Source excerpt ▸
● ● ● ●

The conventional wisdom was that Olmert, who in the early aftermath of the disengagement campaigned on his “convergence” plan for further territorial withdrawals, had dropped “convergence” under the impact both of the post-disengagement Gaza debacle and the war with Hezbollah in summer 2006, which also resulted from an Israeli retreat under fire.
Now, though, Olmert, under a big push from Bush and Rice, has again put everything up for grabs—Jerusalem, the entire or nearly-entire West Bank. As if none of the above had happened, as if the Palestinians since August 2005 had been peacefully developing Gaza and showing their appreciation to Israel.
* Even now, the allegedly moderate Abbas is a figurehead who does not even rule the West Bank. As DEBKAfile reports, his
“West Bank rule is confined to parts of Ramallah; not just in Gaza which fell to Hamas in June, but on the West Bank too, neither he nor [Prime Minister Salam] Fayyad ever sets foot in the main towns. They are controlled by a coalition of Fatah-al Aqsa Brigades, Hamas, Jihad Islami and the radical 'Fronts,’ which are united by their dedication to his overthrow and war on Israel.”

● ● ● ●

Data provided ▸
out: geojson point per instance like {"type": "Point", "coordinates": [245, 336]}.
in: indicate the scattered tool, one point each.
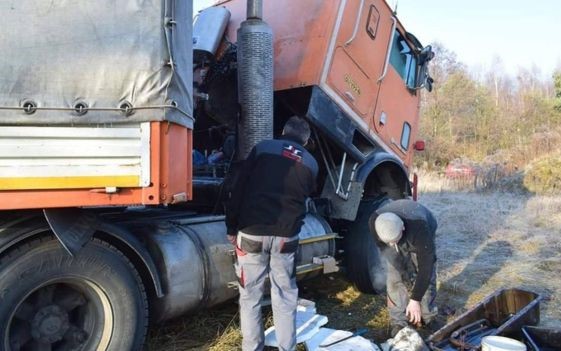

● ● ● ●

List of tasks ▸
1. Render this sentence from the excerpt on Olmert and Abbas into Spanish: "Even now, the allegedly moderate Abbas is a figurehead who does not even rule the West Bank."
2. Decide whether each statement agrees with the excerpt on Olmert and Abbas. Answer yes or no, and quote the words of the excerpt that settle it.
(a) Olmert campaigned on his "convergence" plan in the early aftermath of the disengagement.
(b) According to DEBKAfile, Abbas regularly visits the main towns of the West Bank.
(c) Gaza fell to Hamas in June.
3. Carry on the excerpt on Olmert and Abbas, picking up after its final sentence.
The material that accompanies the text was drawn from a separate source.

Responses by task ▸
1. Incluso ahora, el supuestamente moderado Abbas es una figura decorativa que ni siquiera gobierna Cisjordania.

2.
(a) Yes: "who in the early aftermath of the disengagement campaigned on his “convergence” plan"
(b) No: "neither he nor [Prime Minister Salam] Fayyad ever sets foot in the main towns"
(c) Yes: "Gaza which fell to Hamas in June"

3.
Indeed, the Israeli press offers almost daily accounts of gun battles between Israeli forces and Fatah and other terrorists on the West Bank. In the latest incident, early on Wednesday morning IDF forces killed a Fatah al-Aqsa terrorist and wounded another in Nablus. The injured gunman, Sudian Kandeel, was one of 200 Fatah operatives recently granted amnesty by Israel—per Abbas's request—as part of the “peace” machinations.
* The Palestinian Authority—still nominally under Abbas’s rule, still pre-Annapolis, pre-“peace” solemnities—remains a source of hate propaganda including anti-American hate propaganda. Palestinian Media Watch has done the critically important work of informing the world that this year, to mark 9/11, the official PA daily Al-Hayat Al-Jadida published cartoons celebrating the attack—and just this Tuesday the same PA newspaper published and illustrated a prayer calling for the killing of Americans.
America, Israel, and the world: should you pay attention to this, or ignore it?
Since it is inconceivable that Bush, Rice, and the State Department have no knowledge of the above facts—the deteriorations in Gaza, the West Bank, and southern Lebanon after Israeli withdrawals; Abbas’s lack of power in any case; virulent PA jihadism and hate propaganda—American motives in pushing this “peace” are suspect and may boil down to bald appeasement of Saudi and other Arab power without regard for Israel’s fate.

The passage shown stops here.